Please reproduce word for word the passage of the article on breakup grief from "Unexpected breakups bring" up to and including "can be compounded.".
*** Page excerpt Section Begins ***
What you’re feeling is grief — and how to overcome it

Sadness, yearning, anger, guilt, forgetfulness, insomnia and even physical symptoms such as headaches, weakness in your muscles and a tightness in your chest — these are all known symptoms of grief, which people can experience after the death of a loved one.

But, many of my clients who are going through a divorce or separation also experience these side-effects too. There are many types of losses that people can experience over their lifespan that may result in a ‘grief response’ — and a breakup is one of them.

So, what can you do to support yourself through it? Here, psychotherapist and counsellor Shane Warren shares his experience of coaching people through loss, change and life confusion.

If it feels like grief, it is

Why does a breakup cause the same reaction as grief? Well, it feels the same because it is the same. It is a loss: a loss of dream, a loss of the good that it was, a loss of someone who you no matter what have that unexplained biochemical link with and so you need to grieve the end of all this as you would should someone pass over.

Grief starts with shock

Unexpected breakups bring shock due to the suddenness. Whether we nurse a loved one to the end or if they are suddenly taken by an accident, we know that grief always starts with a moment of shock. This is followed by questioning (why did it happen? what could I have done?), followed by anger, and more questioning. Next, we learn new ways to be without a person.

A pandemic potency


Our current situation — COVID-19 and social distancing — can exacerbate breakup grief. This is a time when we all just needle a cuddle and when the person who once provided that comfort and sense of security is no longer so available then our grief can be compounded.

Sit with the feelings

I am a big believer that, when we are feeling the adverse emotions of a breakup, we need to sit with the feeling for a while and then take action steps to move out of that feeling. Focus on self-care! Don’t forget that, no matter how much we loved someone, that love requires self-sacrifice and compromise. After a break up, we don’t need to compromise so much, so indulge in this for a while.

Don't go it alone

It’s always good to reach out to professional help at these times, as an impartial ear is a benefit. There are key signs we look for — is the experience dominating your daily activity, is it limiting you from moving forward, are you trapped in feelings of anger and resentment? If some of this rings true then professional help is best.
*** Page excerpt Section Ends ***
*** Source material Section Begins ***
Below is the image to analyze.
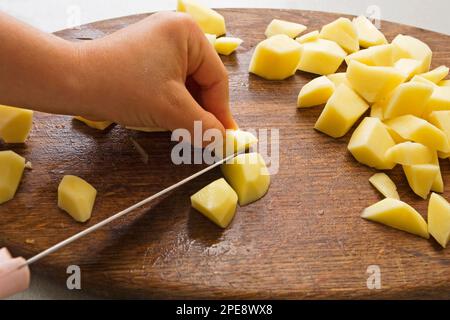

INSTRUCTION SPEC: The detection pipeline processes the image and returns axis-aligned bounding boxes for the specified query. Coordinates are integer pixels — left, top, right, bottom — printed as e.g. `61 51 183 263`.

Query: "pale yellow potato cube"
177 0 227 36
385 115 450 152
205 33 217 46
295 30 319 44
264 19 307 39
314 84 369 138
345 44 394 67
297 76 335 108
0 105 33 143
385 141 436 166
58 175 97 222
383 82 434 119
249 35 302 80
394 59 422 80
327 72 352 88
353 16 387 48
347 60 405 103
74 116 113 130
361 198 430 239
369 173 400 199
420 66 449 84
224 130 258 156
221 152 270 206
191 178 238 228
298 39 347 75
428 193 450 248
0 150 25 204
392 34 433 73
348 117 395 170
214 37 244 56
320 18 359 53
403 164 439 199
*** Source material Section Ends ***
*** Source material Section Begins ***
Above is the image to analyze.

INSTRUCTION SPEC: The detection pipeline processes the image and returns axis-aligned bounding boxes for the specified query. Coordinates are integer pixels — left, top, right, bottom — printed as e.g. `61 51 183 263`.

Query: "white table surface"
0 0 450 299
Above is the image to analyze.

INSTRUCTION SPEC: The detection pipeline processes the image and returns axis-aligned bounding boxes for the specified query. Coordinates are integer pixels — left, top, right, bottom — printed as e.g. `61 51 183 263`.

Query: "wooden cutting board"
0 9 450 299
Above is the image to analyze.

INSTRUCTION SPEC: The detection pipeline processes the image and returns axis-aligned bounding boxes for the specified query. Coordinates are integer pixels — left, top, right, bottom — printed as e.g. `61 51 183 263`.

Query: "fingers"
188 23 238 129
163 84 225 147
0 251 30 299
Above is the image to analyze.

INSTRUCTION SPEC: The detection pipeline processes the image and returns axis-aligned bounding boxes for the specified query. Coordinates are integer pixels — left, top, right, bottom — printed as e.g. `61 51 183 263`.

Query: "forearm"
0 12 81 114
*** Source material Section Ends ***
*** Source material Section Begins ***
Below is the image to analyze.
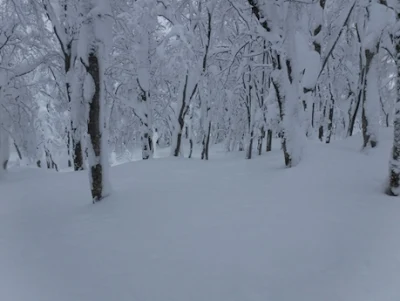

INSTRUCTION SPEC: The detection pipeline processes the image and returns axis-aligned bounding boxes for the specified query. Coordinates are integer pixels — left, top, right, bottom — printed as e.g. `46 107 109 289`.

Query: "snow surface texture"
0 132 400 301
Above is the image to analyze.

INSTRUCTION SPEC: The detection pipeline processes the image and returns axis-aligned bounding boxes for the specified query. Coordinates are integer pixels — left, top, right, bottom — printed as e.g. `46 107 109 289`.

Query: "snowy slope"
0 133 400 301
*** Source material Section Ends ***
> Result of this exercise
Unexpected breakups bring shock due to the suddenness. Whether we nurse a loved one to the end or if they are suddenly taken by an accident, we know that grief always starts with a moment of shock. This is followed by questioning (why did it happen? what could I have done?), followed by anger, and more questioning. Next, we learn new ways to be without a person.

A pandemic potency


Our current situation — COVID-19 and social distancing — can exacerbate breakup grief. This is a time when we all just needle a cuddle and when the person who once provided that comfort and sense of security is no longer so available then our grief can be compounded.